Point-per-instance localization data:

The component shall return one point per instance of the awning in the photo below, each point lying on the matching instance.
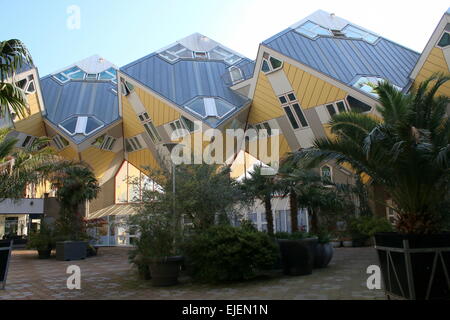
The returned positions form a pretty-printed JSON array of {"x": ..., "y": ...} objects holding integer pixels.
[{"x": 114, "y": 210}]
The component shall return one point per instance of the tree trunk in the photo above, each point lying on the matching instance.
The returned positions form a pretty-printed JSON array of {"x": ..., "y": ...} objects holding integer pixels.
[
  {"x": 294, "y": 211},
  {"x": 269, "y": 215},
  {"x": 314, "y": 221}
]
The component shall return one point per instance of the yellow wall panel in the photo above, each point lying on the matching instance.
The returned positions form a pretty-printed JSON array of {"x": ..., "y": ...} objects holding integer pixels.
[
  {"x": 98, "y": 159},
  {"x": 435, "y": 63},
  {"x": 311, "y": 91},
  {"x": 32, "y": 125},
  {"x": 143, "y": 158},
  {"x": 265, "y": 105},
  {"x": 160, "y": 112},
  {"x": 282, "y": 151},
  {"x": 69, "y": 153},
  {"x": 131, "y": 124}
]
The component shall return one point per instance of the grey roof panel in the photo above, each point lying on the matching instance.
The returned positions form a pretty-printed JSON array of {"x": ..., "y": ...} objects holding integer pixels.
[
  {"x": 76, "y": 98},
  {"x": 184, "y": 80},
  {"x": 345, "y": 59}
]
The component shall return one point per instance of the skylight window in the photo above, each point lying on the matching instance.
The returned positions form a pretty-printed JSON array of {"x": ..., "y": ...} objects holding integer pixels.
[
  {"x": 76, "y": 73},
  {"x": 367, "y": 84},
  {"x": 445, "y": 40},
  {"x": 235, "y": 74},
  {"x": 210, "y": 107},
  {"x": 178, "y": 51},
  {"x": 312, "y": 30},
  {"x": 270, "y": 63},
  {"x": 81, "y": 125},
  {"x": 353, "y": 32}
]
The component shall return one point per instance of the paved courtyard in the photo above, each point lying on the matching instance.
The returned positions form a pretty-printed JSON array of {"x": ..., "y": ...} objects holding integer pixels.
[{"x": 110, "y": 276}]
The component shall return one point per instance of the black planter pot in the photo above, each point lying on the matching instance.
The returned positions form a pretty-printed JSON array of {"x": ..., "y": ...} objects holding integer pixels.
[
  {"x": 71, "y": 250},
  {"x": 323, "y": 255},
  {"x": 361, "y": 242},
  {"x": 144, "y": 272},
  {"x": 297, "y": 256},
  {"x": 415, "y": 267},
  {"x": 44, "y": 254},
  {"x": 164, "y": 272}
]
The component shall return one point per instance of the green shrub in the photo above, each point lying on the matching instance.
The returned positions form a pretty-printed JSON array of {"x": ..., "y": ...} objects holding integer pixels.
[
  {"x": 43, "y": 239},
  {"x": 226, "y": 253},
  {"x": 365, "y": 227},
  {"x": 293, "y": 236}
]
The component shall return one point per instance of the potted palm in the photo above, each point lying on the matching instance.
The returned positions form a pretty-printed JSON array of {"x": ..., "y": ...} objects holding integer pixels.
[
  {"x": 160, "y": 260},
  {"x": 324, "y": 250},
  {"x": 406, "y": 151},
  {"x": 74, "y": 184},
  {"x": 297, "y": 252},
  {"x": 43, "y": 241}
]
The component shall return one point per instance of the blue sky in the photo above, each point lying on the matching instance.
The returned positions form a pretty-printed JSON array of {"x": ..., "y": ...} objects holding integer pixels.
[{"x": 125, "y": 30}]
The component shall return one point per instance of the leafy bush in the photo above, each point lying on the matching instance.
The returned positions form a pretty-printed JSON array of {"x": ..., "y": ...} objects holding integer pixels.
[
  {"x": 226, "y": 253},
  {"x": 365, "y": 227},
  {"x": 293, "y": 236},
  {"x": 43, "y": 239}
]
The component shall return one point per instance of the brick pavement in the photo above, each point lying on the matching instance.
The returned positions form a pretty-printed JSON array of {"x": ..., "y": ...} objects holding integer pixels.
[{"x": 110, "y": 276}]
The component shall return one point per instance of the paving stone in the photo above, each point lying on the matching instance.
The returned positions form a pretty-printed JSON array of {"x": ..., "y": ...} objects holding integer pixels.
[{"x": 110, "y": 276}]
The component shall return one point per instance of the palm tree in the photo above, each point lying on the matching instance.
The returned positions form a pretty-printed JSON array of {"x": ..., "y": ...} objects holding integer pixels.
[
  {"x": 20, "y": 167},
  {"x": 289, "y": 177},
  {"x": 262, "y": 187},
  {"x": 407, "y": 150},
  {"x": 74, "y": 185},
  {"x": 13, "y": 56}
]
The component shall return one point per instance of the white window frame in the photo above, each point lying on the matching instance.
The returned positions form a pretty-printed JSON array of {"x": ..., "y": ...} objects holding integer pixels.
[
  {"x": 60, "y": 145},
  {"x": 204, "y": 53},
  {"x": 335, "y": 107},
  {"x": 234, "y": 68},
  {"x": 262, "y": 126},
  {"x": 180, "y": 129},
  {"x": 290, "y": 104},
  {"x": 331, "y": 171},
  {"x": 107, "y": 143},
  {"x": 440, "y": 38},
  {"x": 149, "y": 126},
  {"x": 80, "y": 127},
  {"x": 29, "y": 143},
  {"x": 269, "y": 63},
  {"x": 133, "y": 143}
]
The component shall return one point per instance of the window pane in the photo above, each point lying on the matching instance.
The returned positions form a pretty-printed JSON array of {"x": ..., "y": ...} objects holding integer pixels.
[
  {"x": 265, "y": 66},
  {"x": 300, "y": 115},
  {"x": 357, "y": 106},
  {"x": 198, "y": 106},
  {"x": 21, "y": 84},
  {"x": 92, "y": 125},
  {"x": 77, "y": 75},
  {"x": 445, "y": 40},
  {"x": 268, "y": 128},
  {"x": 331, "y": 110},
  {"x": 189, "y": 124},
  {"x": 70, "y": 125},
  {"x": 138, "y": 143},
  {"x": 291, "y": 117},
  {"x": 341, "y": 106},
  {"x": 275, "y": 63}
]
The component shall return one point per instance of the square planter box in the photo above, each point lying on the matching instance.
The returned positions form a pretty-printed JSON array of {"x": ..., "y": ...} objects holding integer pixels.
[{"x": 71, "y": 250}]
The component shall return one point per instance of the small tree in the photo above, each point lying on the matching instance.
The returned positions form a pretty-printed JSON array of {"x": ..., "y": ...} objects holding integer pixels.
[
  {"x": 262, "y": 187},
  {"x": 74, "y": 185},
  {"x": 406, "y": 151}
]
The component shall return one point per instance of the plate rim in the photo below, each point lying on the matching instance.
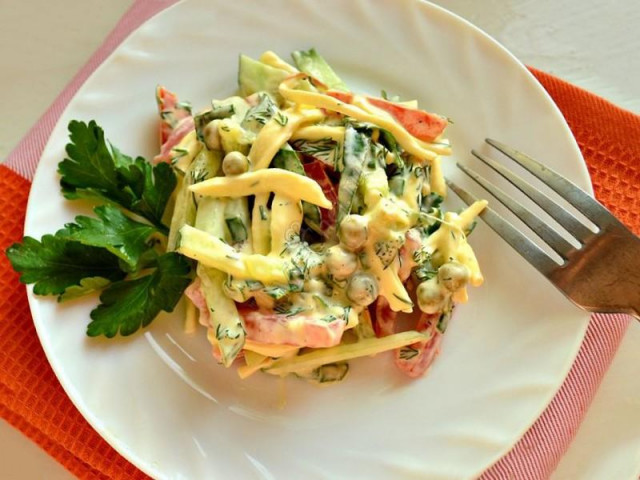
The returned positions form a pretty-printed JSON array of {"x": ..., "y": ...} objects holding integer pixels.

YOUR ASSIGNMENT: Report every line of the entries that carries the word "window".

REPLY:
The component shall return one point per instance of the skylight window in the photo above, each point lying on the matching instance.
The component shall return one point per instance of the white window frame in the photo above, each point lying on the matching instance.
The component shall return one point per instance of the window pane in the photo above, each point lying on the matching instance.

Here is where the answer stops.